Material supplied:
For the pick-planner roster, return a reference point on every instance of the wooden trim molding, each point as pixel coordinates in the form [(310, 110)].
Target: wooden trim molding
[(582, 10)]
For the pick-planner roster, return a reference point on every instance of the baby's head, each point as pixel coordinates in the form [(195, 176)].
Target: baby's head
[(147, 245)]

Task to carry out:
Please edit the listing above, replacing every "reference point" with "anchor point" and leaving all else unchanged.

Answer to the exercise:
For the pick-planner roster, return a anchor point on every instance of the wooden trim molding, each point as pixel coordinates in the form [(310, 110)].
Target: wooden trim molding
[(582, 10)]
For the pick-planner roster, return a anchor point on every instance of the baby's head, each point as pixel coordinates in the form [(195, 176)].
Target: baby's head
[(147, 245)]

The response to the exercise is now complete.